begin

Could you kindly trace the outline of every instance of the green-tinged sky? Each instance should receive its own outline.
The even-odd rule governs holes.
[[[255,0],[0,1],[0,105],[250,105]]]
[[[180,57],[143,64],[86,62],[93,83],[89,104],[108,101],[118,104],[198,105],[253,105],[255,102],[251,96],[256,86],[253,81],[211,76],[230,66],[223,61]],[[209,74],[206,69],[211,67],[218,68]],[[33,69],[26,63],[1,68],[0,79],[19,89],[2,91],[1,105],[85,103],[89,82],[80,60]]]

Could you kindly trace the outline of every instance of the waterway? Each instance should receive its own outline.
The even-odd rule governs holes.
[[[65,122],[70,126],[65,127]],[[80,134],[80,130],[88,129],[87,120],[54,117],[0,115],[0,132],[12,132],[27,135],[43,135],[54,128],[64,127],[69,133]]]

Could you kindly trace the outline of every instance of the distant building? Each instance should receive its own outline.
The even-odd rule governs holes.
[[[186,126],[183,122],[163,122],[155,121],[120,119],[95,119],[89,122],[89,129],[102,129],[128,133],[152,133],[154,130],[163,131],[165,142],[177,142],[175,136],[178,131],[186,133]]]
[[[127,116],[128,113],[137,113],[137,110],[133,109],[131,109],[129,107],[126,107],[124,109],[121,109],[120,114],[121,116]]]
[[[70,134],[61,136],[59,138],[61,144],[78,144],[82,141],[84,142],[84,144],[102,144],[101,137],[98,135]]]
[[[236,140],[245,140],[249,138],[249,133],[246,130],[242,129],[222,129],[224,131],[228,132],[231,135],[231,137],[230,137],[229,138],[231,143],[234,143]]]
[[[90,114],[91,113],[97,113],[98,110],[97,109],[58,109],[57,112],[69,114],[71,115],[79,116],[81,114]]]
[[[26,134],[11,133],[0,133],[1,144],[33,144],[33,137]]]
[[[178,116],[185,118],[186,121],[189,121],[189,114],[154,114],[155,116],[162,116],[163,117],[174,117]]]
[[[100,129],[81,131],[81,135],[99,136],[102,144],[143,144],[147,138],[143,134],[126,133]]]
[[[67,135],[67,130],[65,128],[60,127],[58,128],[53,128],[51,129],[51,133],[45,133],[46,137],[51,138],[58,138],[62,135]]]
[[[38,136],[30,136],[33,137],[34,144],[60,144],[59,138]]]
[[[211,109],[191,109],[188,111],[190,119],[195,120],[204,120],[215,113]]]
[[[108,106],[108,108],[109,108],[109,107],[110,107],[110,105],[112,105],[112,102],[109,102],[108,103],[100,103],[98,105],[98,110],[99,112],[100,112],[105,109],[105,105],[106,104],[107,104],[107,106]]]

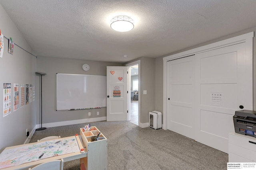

end

*JOB*:
Write out all of the lines above verbatim, omitting the picture.

*TASK RESULT*:
Could you kindly trace the outline of every instance of the green-tinged sky? Each instance should receive its own outline.
The even-odd rule governs holes.
[[[255,0],[0,1],[0,105],[250,105]]]
[[[180,57],[143,64],[86,62],[93,83],[89,104],[108,101],[118,104],[198,105],[253,105],[255,102],[251,96],[256,86],[253,81],[211,76],[230,66],[223,61]],[[209,74],[206,69],[211,67],[218,68]],[[33,69],[26,63],[1,68],[0,79],[19,89],[2,91],[1,105],[85,103],[89,82],[80,60]]]

Could you kindly trace the outline of every instance of the waterway? Each instance should receive its own outline.
The even-odd rule governs holes.
[[[65,122],[70,126],[65,127]],[[80,134],[80,130],[88,129],[87,120],[54,117],[0,115],[0,132],[12,132],[27,135],[43,135],[54,128],[64,127],[69,133]]]

Could you kindly trace the outline of every instance of the distant building? Each instance should receive its own outline.
The even-odd rule governs holes.
[[[186,126],[183,122],[163,122],[155,121],[120,119],[95,119],[89,122],[89,129],[102,129],[128,133],[152,133],[154,130],[163,131],[165,142],[177,142],[175,136],[178,131],[186,133]]]
[[[127,116],[128,113],[137,113],[137,110],[133,109],[131,109],[129,107],[126,107],[124,109],[121,109],[120,114],[121,116]]]
[[[70,134],[61,136],[59,138],[61,144],[78,144],[82,141],[84,142],[84,144],[102,144],[101,137],[98,135]]]
[[[236,140],[245,140],[249,138],[249,133],[246,130],[242,129],[222,129],[224,131],[228,132],[231,135],[231,137],[230,137],[229,138],[231,143],[234,143]]]
[[[90,114],[91,113],[97,113],[98,110],[97,109],[58,109],[57,112],[69,114],[71,115],[79,116],[81,114]]]
[[[26,134],[11,133],[0,133],[1,144],[33,144],[33,137]]]
[[[178,116],[185,118],[186,121],[189,121],[189,114],[154,114],[155,116],[162,116],[163,117],[174,117]]]
[[[100,129],[81,131],[81,135],[99,136],[102,144],[143,144],[147,138],[143,134],[126,133]]]
[[[67,135],[67,130],[65,128],[60,127],[58,128],[53,128],[51,129],[51,133],[45,133],[46,137],[51,138],[58,138],[62,135]]]
[[[38,136],[30,136],[33,137],[34,144],[60,144],[59,138]]]
[[[211,109],[191,109],[188,111],[190,119],[195,120],[204,120],[215,113]]]
[[[108,106],[108,108],[109,108],[109,107],[110,107],[110,105],[112,105],[112,102],[109,102],[108,103],[100,103],[98,105],[98,110],[99,112],[100,112],[105,109],[105,105],[106,104],[107,104],[107,106]]]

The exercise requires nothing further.